:: Textauszug ::

· · · · · · ·

Kaum Arbeit, Wohnungen und Schulbildung: Aus Deutschland in die Heimat zurückkehrende Afghanen treffen dort auf vielfältige Probleme

Kinder schon in Deutschland auf Land und Sprache vorbereiten, damit sie keinen Kulturschock bekommen

KABUL dpa ■ Ashmad Malikzada weiß, was seine Landsleute erwartet. Der heute 30-jährige Afghane war im Jahr 2000 nach Deutschland geflohen, vor sieben Monaten kehrte er freiwillig in seine Heimat zurück. „Es war ein Fehler, zurückzukommen“, sagt er heute.

Er habe auf Präsident Hamid Karsai vertraut, der Rückkehrern einen Arbeitsplatz und ein Stück Land für ein Haus versprochen habe, sagt Malikzada. Nichts davon habe er bekommen. „Ich fühle mich betrogen“, beklagt er. In Afghanistan gibt es viel zu wenig Jobs, unzerstörte und vor allem bezahlbare Wohnungen sind Mangelware. Malikzadas vierköpfige Familie wohnt nun bei seinem Vater, in dessen Eisdiele der Rückkehrer arbeitet. 100 bis 150 Euro verdiene er im Monat, sagt Malikzada, in Stuttgart habe er in einer Pizzeria rund das Zehnfache verdient.

Der Hamburger Vorstoß nach Auslaufen des Abschiebestopps Ende April dürfte ein Versuchsballon für andere Bundesländer sein. Der afghanische Wirtschaftsminister Amin Farhang, der selbst 20 Jahre lang in Deutschland lebte, sieht die Abschiebungen skeptisch. Kein Land sei verpflichtet, Flüchtlinge für immer bei sich zu behalten, sagt er, aber: „Ich glaube nicht, dass Afghanistan so weit ist, die Flüchtlinge aufnehmen zu können.“ Die Afghanen in Deutschland hätten sich an eine andere Lebensweise gewöhnt, als sie sie in der Heimat vorfinden werden. „Wenn sie zurückkehren, man aber dafür die Voraussetzungen nicht schafft, entstehen große soziale Probleme.“

Neben der Angst vor der wirtschaftlichen Zukunft dürfte Rückkehrer-Familien das in weiten Teilen des Landes miserable Bildungssystem Sorge bereiten. Zumindest in Kabul gibt es aber eine Anlaufstelle: Die Amani-Schule für Jungen und die Aishe-i-Durani-Schule für Mädchen, die von Deutschland gefördert werden. Zehn bis 15 Rückkehrerkinder aus Europa werden dort unterrichtet, die allermeisten davon aus Deutschland. „Wir tun alles dafür, um ihnen den Übergang so leicht wie möglich zu machen“, sagt der deutsche Schuldirektor Volker Bausch.

· · · · · · ·

:: Datensätze mit markierten Punkten ::

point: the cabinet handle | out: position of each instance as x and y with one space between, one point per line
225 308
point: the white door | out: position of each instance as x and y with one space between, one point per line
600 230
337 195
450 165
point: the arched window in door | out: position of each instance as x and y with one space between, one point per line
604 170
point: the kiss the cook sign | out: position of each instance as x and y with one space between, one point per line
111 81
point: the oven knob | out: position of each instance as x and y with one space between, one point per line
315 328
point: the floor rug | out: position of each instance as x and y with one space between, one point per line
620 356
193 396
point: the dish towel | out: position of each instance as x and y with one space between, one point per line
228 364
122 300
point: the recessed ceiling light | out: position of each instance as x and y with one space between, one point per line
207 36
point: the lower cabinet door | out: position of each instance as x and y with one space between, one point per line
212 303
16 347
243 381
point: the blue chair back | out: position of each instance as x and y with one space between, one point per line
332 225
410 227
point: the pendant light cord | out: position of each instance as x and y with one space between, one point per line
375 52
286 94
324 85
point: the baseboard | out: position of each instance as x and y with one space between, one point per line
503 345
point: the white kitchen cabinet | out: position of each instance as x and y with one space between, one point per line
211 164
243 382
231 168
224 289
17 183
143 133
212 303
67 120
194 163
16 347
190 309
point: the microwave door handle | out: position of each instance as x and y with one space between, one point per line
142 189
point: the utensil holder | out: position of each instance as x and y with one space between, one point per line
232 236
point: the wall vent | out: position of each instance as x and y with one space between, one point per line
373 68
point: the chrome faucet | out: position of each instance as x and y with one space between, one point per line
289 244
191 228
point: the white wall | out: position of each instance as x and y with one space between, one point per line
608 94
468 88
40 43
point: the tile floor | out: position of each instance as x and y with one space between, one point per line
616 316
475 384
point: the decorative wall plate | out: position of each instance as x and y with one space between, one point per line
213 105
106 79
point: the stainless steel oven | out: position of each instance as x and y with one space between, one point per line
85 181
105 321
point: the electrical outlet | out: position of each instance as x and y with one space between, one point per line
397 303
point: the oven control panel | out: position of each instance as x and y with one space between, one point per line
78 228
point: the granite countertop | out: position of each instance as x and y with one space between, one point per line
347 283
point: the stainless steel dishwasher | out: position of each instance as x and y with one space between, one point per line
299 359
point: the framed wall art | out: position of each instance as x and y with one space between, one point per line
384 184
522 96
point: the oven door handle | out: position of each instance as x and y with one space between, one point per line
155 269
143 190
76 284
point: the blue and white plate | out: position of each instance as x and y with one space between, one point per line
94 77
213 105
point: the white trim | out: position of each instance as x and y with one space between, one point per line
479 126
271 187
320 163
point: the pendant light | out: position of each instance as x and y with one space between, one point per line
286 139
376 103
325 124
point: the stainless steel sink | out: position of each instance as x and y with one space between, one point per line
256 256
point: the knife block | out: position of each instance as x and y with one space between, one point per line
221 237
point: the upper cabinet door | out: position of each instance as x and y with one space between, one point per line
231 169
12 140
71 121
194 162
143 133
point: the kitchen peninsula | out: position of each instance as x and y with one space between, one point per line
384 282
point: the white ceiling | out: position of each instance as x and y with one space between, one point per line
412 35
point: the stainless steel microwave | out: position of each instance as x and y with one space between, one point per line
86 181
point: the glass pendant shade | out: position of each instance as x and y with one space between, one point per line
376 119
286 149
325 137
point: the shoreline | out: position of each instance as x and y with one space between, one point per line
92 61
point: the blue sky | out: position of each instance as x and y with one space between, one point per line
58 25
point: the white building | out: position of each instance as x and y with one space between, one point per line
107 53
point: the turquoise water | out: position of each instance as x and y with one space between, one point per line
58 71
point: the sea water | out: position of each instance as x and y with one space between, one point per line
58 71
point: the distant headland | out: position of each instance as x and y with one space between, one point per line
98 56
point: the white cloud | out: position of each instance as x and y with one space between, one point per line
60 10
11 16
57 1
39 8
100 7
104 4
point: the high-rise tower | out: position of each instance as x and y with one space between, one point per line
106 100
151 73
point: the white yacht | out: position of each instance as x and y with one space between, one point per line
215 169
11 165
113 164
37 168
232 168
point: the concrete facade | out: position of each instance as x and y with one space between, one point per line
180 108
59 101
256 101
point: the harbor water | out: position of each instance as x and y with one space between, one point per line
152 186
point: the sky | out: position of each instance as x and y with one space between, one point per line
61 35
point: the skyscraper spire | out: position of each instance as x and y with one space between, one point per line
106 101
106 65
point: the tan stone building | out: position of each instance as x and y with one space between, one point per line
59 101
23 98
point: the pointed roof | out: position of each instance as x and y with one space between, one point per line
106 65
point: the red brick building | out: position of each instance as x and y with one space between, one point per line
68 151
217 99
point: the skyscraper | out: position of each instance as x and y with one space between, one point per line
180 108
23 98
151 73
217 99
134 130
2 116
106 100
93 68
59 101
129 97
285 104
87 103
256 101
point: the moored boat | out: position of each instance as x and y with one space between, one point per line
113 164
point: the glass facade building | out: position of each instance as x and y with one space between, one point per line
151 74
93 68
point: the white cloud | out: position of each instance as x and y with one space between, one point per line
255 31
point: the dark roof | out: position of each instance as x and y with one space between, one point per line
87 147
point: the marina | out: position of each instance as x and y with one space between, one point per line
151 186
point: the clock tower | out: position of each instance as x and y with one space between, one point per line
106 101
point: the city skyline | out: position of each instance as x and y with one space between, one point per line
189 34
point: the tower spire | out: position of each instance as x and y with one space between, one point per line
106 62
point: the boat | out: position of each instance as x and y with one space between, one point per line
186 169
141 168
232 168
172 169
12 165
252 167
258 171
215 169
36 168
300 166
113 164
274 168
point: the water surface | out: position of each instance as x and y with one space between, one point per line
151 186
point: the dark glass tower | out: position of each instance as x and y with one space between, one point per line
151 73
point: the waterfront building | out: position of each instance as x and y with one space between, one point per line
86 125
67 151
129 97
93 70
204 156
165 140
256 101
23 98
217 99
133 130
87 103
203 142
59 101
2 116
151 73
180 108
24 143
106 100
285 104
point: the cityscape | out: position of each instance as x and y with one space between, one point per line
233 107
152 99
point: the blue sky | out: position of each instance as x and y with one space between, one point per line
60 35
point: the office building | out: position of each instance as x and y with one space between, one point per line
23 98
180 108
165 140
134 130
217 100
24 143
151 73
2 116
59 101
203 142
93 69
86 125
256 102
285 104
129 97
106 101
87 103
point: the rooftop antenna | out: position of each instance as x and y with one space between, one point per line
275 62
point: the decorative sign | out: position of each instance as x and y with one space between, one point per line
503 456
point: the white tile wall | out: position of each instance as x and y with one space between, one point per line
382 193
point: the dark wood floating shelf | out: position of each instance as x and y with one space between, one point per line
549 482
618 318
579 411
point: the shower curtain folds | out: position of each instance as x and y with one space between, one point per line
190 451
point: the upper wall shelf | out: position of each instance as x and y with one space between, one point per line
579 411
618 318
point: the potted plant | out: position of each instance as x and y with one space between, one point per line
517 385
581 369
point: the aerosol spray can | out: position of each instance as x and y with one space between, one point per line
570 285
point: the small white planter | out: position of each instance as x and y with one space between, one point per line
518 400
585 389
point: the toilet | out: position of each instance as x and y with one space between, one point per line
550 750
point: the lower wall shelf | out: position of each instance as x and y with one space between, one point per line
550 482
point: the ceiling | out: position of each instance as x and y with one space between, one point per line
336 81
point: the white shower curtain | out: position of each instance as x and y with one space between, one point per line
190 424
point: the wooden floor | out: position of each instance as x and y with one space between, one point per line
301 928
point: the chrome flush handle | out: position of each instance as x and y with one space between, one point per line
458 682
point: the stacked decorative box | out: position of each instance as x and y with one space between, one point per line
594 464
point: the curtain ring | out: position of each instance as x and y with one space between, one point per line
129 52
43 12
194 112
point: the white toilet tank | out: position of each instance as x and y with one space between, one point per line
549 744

· · · · · · ·

:: Aufgabe 1 ::
Such alle Zeilen der Datensätze heraus, in denen das Wort „pendant“ steht, und schreib sie ab. Groß- und Kleinschreibung zählen dabei.
:: Aufgabe 2 ::
Setz den Bericht über afghanische Rückkehrer aus Deutschland nach seinem letzten Satz fort.
Der Text und die Datensätze haben nichts miteinander zu tun.

:: Lösung 1 ::
point: the pendant light cord | out: position of each instance as x and y with one space between, one point per line
point: the pendant light | out: position of each instance as x and y with one space between, one point per line
point: the glass pendant shade | out: position of each instance as x and y with one space between, one point per line

:: Lösung 2 ::
Die Rückkehrer-Kinder werden zunächst einzeln in den Landessprachen Dari und Paschtu geschult, bevor sie in eine normale Klasse kommen. „Oft werden sie von den anderen Kindern nicht so leicht akzeptiert, weil sie anders sprechen und sich anders kleiden“, sagt Bausch. Wichtig wäre, die Rückkehrer-Kinder schon in Deutschland auf Sprache und Land vorzubereiten, „damit sie einfach nicht diesen Kulturschock bekommen“ – bislang geschehe das nicht.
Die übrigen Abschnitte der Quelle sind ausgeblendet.